# [OBJECTIVE]
Show every line of the records below that contains the word "white", reproducing each one in full.

# [SUPPLIED ENTRIES]
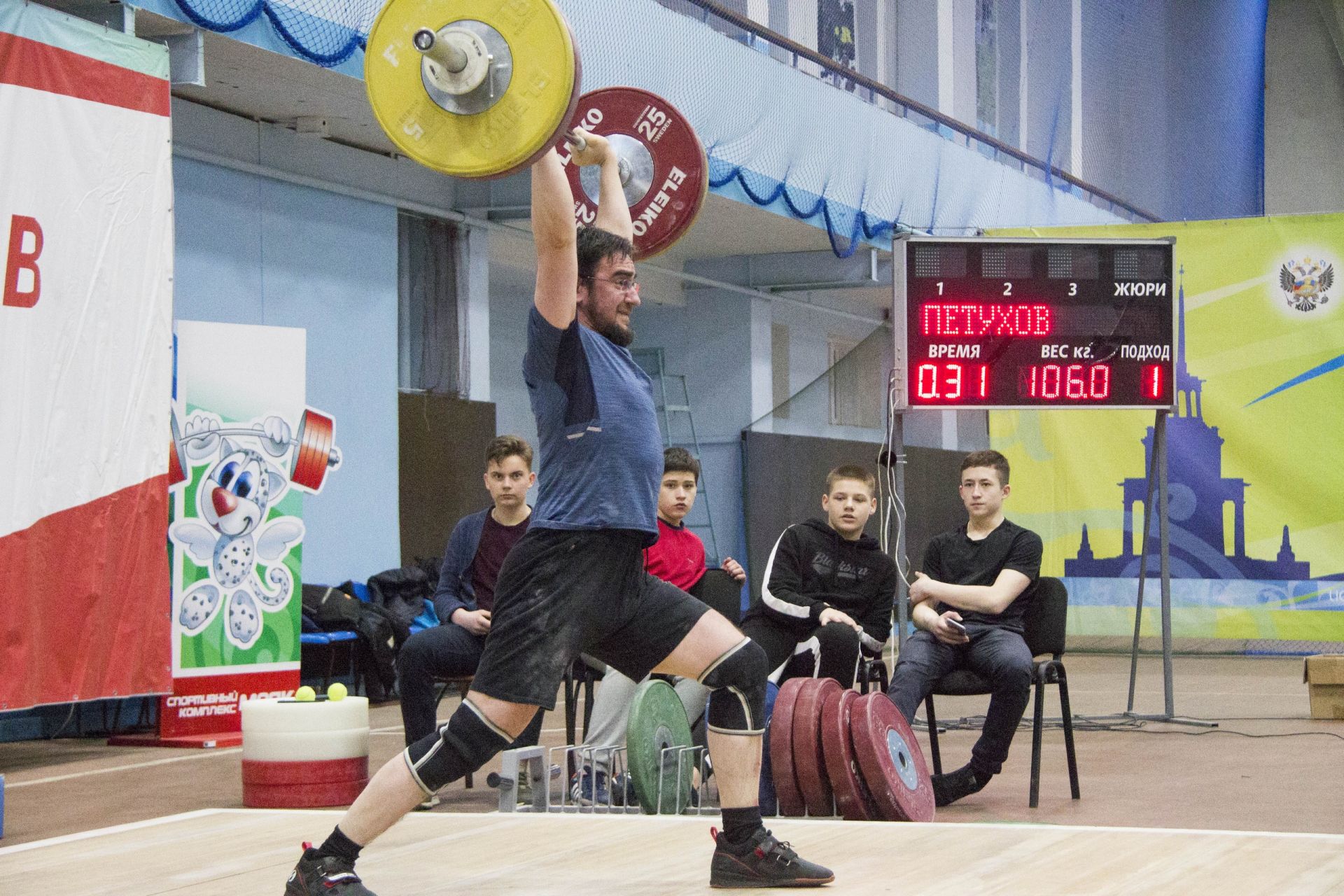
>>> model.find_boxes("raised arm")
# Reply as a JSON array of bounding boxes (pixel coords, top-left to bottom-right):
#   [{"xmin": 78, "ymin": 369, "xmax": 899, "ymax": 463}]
[
  {"xmin": 532, "ymin": 149, "xmax": 580, "ymax": 329},
  {"xmin": 532, "ymin": 127, "xmax": 623, "ymax": 329},
  {"xmin": 593, "ymin": 140, "xmax": 634, "ymax": 241}
]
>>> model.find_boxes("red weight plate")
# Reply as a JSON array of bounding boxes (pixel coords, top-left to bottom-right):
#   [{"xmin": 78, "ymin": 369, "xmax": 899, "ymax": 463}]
[
  {"xmin": 168, "ymin": 440, "xmax": 187, "ymax": 485},
  {"xmin": 168, "ymin": 411, "xmax": 187, "ymax": 485},
  {"xmin": 793, "ymin": 678, "xmax": 843, "ymax": 818},
  {"xmin": 244, "ymin": 756, "xmax": 368, "ymax": 786},
  {"xmin": 289, "ymin": 408, "xmax": 335, "ymax": 493},
  {"xmin": 244, "ymin": 778, "xmax": 368, "ymax": 808},
  {"xmin": 821, "ymin": 690, "xmax": 882, "ymax": 821},
  {"xmin": 849, "ymin": 693, "xmax": 934, "ymax": 821},
  {"xmin": 770, "ymin": 678, "xmax": 811, "ymax": 816},
  {"xmin": 561, "ymin": 88, "xmax": 710, "ymax": 259}
]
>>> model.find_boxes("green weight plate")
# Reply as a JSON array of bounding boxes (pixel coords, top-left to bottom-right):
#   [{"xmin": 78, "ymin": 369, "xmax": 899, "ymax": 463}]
[{"xmin": 625, "ymin": 678, "xmax": 695, "ymax": 816}]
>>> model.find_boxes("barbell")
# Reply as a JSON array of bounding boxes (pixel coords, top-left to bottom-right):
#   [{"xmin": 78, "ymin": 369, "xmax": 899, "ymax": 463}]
[
  {"xmin": 168, "ymin": 408, "xmax": 342, "ymax": 494},
  {"xmin": 364, "ymin": 0, "xmax": 710, "ymax": 258}
]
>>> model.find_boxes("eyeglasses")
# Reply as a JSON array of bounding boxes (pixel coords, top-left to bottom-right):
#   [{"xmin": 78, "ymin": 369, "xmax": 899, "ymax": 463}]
[{"xmin": 580, "ymin": 275, "xmax": 640, "ymax": 293}]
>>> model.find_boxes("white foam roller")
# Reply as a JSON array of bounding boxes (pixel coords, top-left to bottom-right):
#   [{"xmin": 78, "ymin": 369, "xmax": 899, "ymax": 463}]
[
  {"xmin": 244, "ymin": 725, "xmax": 368, "ymax": 762},
  {"xmin": 244, "ymin": 697, "xmax": 368, "ymax": 741}
]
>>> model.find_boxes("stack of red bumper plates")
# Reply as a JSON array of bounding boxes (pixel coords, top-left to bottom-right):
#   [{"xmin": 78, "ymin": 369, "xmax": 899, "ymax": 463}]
[{"xmin": 769, "ymin": 678, "xmax": 934, "ymax": 821}]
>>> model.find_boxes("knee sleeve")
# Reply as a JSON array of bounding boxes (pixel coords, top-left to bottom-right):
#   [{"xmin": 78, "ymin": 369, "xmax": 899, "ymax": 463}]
[
  {"xmin": 402, "ymin": 701, "xmax": 512, "ymax": 795},
  {"xmin": 700, "ymin": 638, "xmax": 770, "ymax": 735}
]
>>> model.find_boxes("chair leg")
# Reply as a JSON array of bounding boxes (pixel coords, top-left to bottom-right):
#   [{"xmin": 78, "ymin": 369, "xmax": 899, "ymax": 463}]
[
  {"xmin": 925, "ymin": 694, "xmax": 942, "ymax": 775},
  {"xmin": 1027, "ymin": 677, "xmax": 1046, "ymax": 808},
  {"xmin": 564, "ymin": 666, "xmax": 580, "ymax": 744},
  {"xmin": 583, "ymin": 674, "xmax": 594, "ymax": 740},
  {"xmin": 1059, "ymin": 666, "xmax": 1079, "ymax": 799},
  {"xmin": 323, "ymin": 642, "xmax": 336, "ymax": 693},
  {"xmin": 457, "ymin": 682, "xmax": 472, "ymax": 790}
]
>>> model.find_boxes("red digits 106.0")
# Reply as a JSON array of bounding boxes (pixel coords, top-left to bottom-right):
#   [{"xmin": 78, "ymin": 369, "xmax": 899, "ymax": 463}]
[{"xmin": 1017, "ymin": 364, "xmax": 1110, "ymax": 402}]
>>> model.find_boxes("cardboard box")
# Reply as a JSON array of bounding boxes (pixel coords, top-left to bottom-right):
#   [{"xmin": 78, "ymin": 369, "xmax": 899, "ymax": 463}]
[{"xmin": 1302, "ymin": 653, "xmax": 1344, "ymax": 719}]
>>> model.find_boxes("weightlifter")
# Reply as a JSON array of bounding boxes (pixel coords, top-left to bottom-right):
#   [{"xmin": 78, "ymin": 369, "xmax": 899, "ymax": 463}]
[
  {"xmin": 887, "ymin": 451, "xmax": 1042, "ymax": 806},
  {"xmin": 285, "ymin": 132, "xmax": 833, "ymax": 896}
]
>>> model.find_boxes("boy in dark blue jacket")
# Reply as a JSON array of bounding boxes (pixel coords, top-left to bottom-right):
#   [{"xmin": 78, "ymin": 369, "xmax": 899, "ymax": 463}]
[{"xmin": 396, "ymin": 435, "xmax": 542, "ymax": 744}]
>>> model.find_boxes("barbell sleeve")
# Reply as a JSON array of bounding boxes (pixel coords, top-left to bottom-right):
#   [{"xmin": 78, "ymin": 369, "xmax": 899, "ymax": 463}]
[{"xmin": 412, "ymin": 28, "xmax": 466, "ymax": 74}]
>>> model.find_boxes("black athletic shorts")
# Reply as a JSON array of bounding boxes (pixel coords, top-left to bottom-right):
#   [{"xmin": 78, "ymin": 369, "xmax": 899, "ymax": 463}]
[{"xmin": 472, "ymin": 529, "xmax": 708, "ymax": 709}]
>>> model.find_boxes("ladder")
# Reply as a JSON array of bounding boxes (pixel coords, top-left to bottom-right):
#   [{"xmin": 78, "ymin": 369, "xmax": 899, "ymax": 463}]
[{"xmin": 630, "ymin": 348, "xmax": 723, "ymax": 570}]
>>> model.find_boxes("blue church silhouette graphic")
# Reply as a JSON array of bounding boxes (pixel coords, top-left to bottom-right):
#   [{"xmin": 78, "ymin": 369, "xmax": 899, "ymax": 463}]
[{"xmin": 1065, "ymin": 267, "xmax": 1312, "ymax": 580}]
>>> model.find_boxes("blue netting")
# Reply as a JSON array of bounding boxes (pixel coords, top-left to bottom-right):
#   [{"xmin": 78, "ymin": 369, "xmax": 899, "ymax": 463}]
[
  {"xmin": 175, "ymin": 0, "xmax": 383, "ymax": 67},
  {"xmin": 162, "ymin": 0, "xmax": 1268, "ymax": 257}
]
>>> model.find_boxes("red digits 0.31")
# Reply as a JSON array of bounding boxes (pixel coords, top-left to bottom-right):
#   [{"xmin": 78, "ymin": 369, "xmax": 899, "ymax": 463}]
[{"xmin": 916, "ymin": 363, "xmax": 989, "ymax": 403}]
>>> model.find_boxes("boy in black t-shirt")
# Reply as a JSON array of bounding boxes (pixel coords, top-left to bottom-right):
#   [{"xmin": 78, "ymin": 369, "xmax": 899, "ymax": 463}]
[{"xmin": 887, "ymin": 451, "xmax": 1042, "ymax": 806}]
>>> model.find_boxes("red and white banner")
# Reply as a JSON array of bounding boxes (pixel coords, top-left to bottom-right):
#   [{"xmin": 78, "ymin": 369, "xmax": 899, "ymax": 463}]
[{"xmin": 0, "ymin": 0, "xmax": 174, "ymax": 709}]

# [EXPECTED ANSWER]
>>> model.find_boxes("white foam roller")
>>> model.find_boxes("red and white banner")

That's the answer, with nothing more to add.